Actions to take:
1. Answer these from the article on the District 211 board meeting:
(a) Which speaker told the board he is a product of District 211 schools, and what office does he hold?
(b) What three options did Angela Christman urge the district to provide for transgender students?
(c) Did the board take public action on policy during the meeting?
2. Translate this sentence from the article on the District 211 board meeting into Spanish: "Several speakers cited local mental-health resources and urged the board to protect vulnerable students."
3. Recast the paragraph of the article on the District 211 board meeting that begins "Other residents urged the opposite approach" as a short bulleted list that keeps its main facts.

At a Township High School District 211 Board of Education meeting, dozens of residents, students and elected officials used the board’s public-comment period to debate whether a student assigned male at birth should be allowed to play on a girls volleyball team and use girls locker-room facilities. Speakers on both sides urged the board to act, but the board did not take public action on policy during the meeting.
The dispute centered on safety and privacy for female students and on the district’s obligations under state and federal law. "A biological male should not be able to compete on a girl's volleyball team or share a locker room," said John Goodman, a U.S. Senate candidate, during public comment. "Everyone should be treated with dignity and respect… but inclusion needs to be balanced with fairness, needs to be balanced with safety," he added.
Other residents urged the opposite approach. Parent Kristen Wagner said her nonbinary graduate ‘‘is a student in this district as much as anybody else,’’ and asked the board to allow transgender students to participate in activities consistent with their gender identity. Cook County Commissioner Kevin Morrison, who told the board he is a product of District 211 schools, asked speakers to consider the effects of dehumanizing language on youth and said, "Transgender and nonbinary people exist."
Several speakers who oppose the current practice cited the 2015 and 2017 episodes in the district and a widely reported volleyball injury (Peyton McNabb) as reasons to change policy. Angela Christman, a former district teacher, told the board that if students say they feel unsafe in locker rooms that concern should not be ignored and urged the district to provide separate bathrooms, locker rooms or a separate sports league for transgender students.
Supporters of transgender students pushed back, saying the public backlash centers on a single student and risks harming that student’s mental health. Justin O’Rourke, a Palatine resident and mental-health advocate, told the board that "shaming and targeting transgender teenagers in a public forum isn't just cruel; it directly impacts mental-health vulnerabilities." Several speakers cited local mental-health resources and urged the board to protect vulnerable students.

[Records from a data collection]
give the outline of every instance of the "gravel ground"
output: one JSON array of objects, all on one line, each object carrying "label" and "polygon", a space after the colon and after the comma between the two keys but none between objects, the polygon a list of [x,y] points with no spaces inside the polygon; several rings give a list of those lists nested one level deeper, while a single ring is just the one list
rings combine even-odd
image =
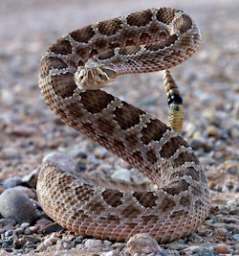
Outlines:
[{"label": "gravel ground", "polygon": [[[49,159],[59,159],[70,168],[98,176],[123,176],[136,182],[144,178],[54,117],[38,90],[38,64],[44,51],[70,31],[159,5],[185,11],[203,34],[195,56],[172,72],[184,96],[183,136],[206,168],[212,207],[195,234],[161,244],[150,255],[239,255],[239,2],[118,3],[0,2],[0,213],[5,216],[6,209],[26,209],[24,217],[21,211],[8,218],[0,215],[0,255],[134,255],[130,244],[85,239],[60,230],[42,212],[35,196],[35,178]],[[160,72],[123,76],[107,90],[165,122],[162,78]],[[150,239],[146,240],[151,244]]]}]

Your written answers:
1.
(a) Kevin Morrison, a Cook County Commissioner.
(b) Separate bathrooms, separate locker rooms, or a separate sports league.
(c) No.

2. Varios oradores mencionaron recursos locales de salud mental e instaron a la junta a proteger a los estudiantes vulnerables.

3.
- Other residents urged the opposite approach.
- Parent Kristen Wagner said her nonbinary graduate is a student in the district as much as anybody else. She asked the board to let transgender students take part in activities consistent with their gender identity.
- Cook County Commissioner Kevin Morrison said he is a product of District 211 schools. He asked speakers to consider how dehumanizing language affects youth and said, "Transgender and nonbinary people exist."